Task requirements: Rewrite the lines from the one containing "Question. The photo above holds the clock" through the end of the records, substituting "Place one point" for "Drop a single marker" and leaving everything else unchanged. Leave out the pictures.

• • • •

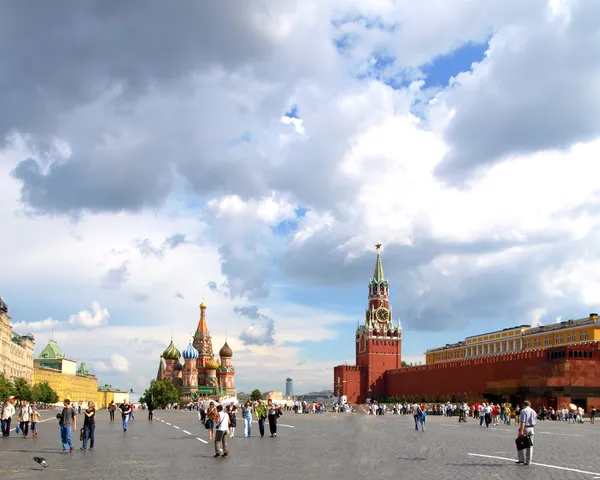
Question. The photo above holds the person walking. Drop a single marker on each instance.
(24, 415)
(231, 411)
(35, 418)
(273, 413)
(89, 425)
(111, 410)
(221, 433)
(211, 417)
(527, 422)
(247, 414)
(68, 423)
(150, 410)
(417, 415)
(7, 412)
(261, 415)
(125, 410)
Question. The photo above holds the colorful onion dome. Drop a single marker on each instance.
(171, 353)
(212, 364)
(190, 353)
(226, 351)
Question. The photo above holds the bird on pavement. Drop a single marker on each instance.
(41, 460)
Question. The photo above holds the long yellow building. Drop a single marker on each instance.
(62, 374)
(16, 351)
(518, 339)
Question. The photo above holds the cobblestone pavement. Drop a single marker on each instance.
(308, 446)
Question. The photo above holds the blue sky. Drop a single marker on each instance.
(279, 159)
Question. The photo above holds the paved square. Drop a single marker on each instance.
(308, 446)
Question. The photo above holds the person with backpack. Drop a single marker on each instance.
(417, 415)
(24, 415)
(67, 421)
(125, 409)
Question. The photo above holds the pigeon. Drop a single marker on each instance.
(41, 460)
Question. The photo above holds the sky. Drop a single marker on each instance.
(253, 154)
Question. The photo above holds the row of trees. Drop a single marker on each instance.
(454, 398)
(40, 392)
(161, 393)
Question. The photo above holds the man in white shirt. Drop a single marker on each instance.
(24, 418)
(7, 412)
(221, 433)
(527, 420)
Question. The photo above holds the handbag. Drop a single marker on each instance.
(523, 442)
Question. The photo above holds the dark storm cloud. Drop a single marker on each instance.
(56, 56)
(536, 91)
(261, 330)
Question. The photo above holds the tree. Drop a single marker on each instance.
(6, 388)
(161, 393)
(23, 390)
(43, 393)
(255, 395)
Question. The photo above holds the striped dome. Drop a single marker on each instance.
(190, 353)
(212, 364)
(225, 351)
(171, 353)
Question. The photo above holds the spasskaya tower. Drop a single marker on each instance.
(378, 345)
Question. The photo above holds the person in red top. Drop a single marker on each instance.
(495, 414)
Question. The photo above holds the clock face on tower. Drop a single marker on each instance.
(382, 314)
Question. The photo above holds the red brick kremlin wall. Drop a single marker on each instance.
(543, 380)
(502, 375)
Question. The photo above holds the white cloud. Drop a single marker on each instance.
(119, 363)
(85, 318)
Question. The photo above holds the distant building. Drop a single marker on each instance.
(552, 365)
(69, 382)
(324, 396)
(201, 374)
(107, 394)
(273, 396)
(16, 351)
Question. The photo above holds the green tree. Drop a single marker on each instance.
(22, 390)
(6, 388)
(161, 393)
(43, 393)
(255, 395)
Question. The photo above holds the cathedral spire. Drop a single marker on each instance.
(378, 273)
(202, 326)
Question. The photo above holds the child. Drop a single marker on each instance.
(35, 417)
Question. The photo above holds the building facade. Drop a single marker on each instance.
(551, 365)
(64, 377)
(16, 351)
(107, 394)
(201, 374)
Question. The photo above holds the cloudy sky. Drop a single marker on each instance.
(252, 153)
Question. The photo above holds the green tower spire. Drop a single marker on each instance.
(378, 273)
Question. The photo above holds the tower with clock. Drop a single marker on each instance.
(378, 340)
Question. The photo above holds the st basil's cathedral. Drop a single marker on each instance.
(200, 374)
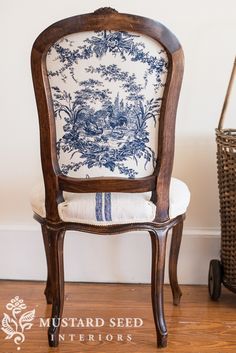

• • • •

Completed task:
Question. The photo above holds the clock face on tower. Place one point on each instance.
(382, 314)
Question. The photo above holds the red brick kremlin wall. Place one point on each instance.
(543, 380)
(502, 375)
Question. The photo above holds the white cloud. Place one point on each instance.
(119, 363)
(85, 318)
Question. The photo above holds the distant building. Place one point on each instance.
(552, 365)
(69, 382)
(324, 396)
(201, 374)
(107, 394)
(273, 396)
(16, 351)
Question. The photo above holds the green tree. Place one point on each instance.
(22, 390)
(6, 388)
(161, 393)
(43, 393)
(255, 395)
Question. The photo above holds the cathedral spire. Place one point on each instance.
(378, 273)
(202, 326)
Question. The photo above holds the child. Place one point on each instance.
(35, 417)
Question. The photo above holds the building facade. Place one point on each instance.
(551, 365)
(64, 377)
(16, 351)
(107, 394)
(201, 374)
Question. The photo above holds the cloudy sky. Place one point on each instance.
(252, 153)
Question. The photo above holds the green tower spire. Place one point on each instance.
(378, 273)
Question. The photo above holds the tower with clock. Place one point on each instance.
(378, 340)
Question. The photo above holds the st basil's cathedral. Place one point on each instance.
(200, 374)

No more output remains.